» **Work order**: How many lines in the listing include the string "target"? Reply with the number alone.

- Opening Delimiter -

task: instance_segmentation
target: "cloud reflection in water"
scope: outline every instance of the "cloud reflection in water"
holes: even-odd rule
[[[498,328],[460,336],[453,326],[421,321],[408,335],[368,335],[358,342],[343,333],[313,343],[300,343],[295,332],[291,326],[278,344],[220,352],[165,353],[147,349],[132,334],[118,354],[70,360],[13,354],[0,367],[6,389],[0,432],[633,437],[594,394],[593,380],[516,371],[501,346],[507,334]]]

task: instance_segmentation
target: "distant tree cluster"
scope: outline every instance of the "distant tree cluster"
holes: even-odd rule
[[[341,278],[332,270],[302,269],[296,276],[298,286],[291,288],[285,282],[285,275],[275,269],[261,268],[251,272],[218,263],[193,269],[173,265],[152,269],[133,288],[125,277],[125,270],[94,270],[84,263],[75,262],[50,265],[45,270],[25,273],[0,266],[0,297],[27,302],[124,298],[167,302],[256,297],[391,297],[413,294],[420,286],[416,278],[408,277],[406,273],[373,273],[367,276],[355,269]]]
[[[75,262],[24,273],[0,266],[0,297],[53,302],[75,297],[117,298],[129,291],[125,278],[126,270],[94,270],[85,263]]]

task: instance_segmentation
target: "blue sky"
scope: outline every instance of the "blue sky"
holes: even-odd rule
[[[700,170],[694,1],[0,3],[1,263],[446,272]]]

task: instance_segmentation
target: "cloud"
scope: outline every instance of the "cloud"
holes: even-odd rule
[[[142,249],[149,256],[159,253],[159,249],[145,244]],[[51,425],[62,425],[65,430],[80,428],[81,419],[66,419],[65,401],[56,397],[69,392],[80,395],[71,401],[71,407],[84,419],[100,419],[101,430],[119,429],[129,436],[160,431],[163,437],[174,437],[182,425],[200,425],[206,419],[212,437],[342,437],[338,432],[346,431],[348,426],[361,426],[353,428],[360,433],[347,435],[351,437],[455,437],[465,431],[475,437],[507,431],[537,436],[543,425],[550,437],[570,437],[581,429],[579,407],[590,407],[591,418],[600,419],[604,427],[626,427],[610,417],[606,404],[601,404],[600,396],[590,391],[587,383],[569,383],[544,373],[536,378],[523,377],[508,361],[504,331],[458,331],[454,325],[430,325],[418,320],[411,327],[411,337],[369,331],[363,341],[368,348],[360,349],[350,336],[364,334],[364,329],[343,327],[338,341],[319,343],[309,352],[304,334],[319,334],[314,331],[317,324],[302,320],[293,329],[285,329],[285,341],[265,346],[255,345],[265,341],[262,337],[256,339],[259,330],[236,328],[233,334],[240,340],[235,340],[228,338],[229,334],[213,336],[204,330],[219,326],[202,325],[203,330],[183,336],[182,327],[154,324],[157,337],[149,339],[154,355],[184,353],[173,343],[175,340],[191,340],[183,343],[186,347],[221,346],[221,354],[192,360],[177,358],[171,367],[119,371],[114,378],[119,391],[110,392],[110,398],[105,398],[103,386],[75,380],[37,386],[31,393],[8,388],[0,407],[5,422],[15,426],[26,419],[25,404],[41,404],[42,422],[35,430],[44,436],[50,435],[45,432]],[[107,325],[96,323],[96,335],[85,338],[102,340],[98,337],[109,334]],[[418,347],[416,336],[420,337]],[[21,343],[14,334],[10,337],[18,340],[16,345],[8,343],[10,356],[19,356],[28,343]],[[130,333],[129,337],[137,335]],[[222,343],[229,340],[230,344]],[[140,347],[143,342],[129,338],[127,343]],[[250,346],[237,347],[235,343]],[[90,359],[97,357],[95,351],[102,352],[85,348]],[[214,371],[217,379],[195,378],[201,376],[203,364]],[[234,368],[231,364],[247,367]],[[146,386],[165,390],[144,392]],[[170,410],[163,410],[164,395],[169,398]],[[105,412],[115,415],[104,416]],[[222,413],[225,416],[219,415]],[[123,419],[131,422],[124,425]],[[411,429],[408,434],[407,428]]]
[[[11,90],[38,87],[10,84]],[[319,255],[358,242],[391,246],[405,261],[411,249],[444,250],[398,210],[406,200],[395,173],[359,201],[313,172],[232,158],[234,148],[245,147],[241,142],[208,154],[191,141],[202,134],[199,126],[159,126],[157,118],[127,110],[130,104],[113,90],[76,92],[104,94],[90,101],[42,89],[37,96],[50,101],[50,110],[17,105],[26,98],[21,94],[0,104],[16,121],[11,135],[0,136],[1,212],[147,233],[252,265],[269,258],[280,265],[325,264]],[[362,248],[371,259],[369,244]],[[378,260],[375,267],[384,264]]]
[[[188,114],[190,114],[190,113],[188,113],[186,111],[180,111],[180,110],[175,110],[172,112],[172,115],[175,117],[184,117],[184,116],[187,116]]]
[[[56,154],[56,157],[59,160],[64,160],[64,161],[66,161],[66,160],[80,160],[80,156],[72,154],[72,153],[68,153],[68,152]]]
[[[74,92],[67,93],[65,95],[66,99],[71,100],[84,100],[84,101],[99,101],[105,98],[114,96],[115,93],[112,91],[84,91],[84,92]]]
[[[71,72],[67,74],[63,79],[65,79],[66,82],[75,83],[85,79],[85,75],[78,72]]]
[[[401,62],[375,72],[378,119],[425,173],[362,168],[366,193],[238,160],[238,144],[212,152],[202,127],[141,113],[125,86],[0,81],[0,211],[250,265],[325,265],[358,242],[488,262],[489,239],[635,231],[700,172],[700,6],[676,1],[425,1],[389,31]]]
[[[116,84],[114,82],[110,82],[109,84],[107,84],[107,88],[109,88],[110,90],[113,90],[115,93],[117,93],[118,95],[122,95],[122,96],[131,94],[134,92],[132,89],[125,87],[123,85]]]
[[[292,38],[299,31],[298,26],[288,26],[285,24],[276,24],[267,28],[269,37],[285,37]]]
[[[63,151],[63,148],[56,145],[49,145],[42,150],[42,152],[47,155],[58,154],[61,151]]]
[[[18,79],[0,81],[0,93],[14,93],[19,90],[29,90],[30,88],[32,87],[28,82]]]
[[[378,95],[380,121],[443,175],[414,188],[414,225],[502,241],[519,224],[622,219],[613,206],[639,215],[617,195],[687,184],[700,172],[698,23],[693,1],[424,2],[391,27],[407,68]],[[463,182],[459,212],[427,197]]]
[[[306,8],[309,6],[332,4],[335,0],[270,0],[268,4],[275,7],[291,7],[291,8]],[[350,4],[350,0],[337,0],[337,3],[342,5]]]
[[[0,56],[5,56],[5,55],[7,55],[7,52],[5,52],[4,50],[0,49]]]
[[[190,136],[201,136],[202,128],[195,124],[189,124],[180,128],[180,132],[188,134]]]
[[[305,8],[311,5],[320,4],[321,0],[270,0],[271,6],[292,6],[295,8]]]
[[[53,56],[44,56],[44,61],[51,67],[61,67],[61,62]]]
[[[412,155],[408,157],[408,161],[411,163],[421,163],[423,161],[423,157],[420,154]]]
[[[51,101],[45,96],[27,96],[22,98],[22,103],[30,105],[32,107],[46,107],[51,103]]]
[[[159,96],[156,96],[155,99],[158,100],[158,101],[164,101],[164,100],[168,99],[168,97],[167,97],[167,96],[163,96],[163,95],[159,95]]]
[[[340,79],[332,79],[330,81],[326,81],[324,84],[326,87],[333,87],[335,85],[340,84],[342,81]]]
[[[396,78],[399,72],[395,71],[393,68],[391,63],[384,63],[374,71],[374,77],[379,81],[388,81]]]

- Closing Delimiter -

» **Worked solution**: 4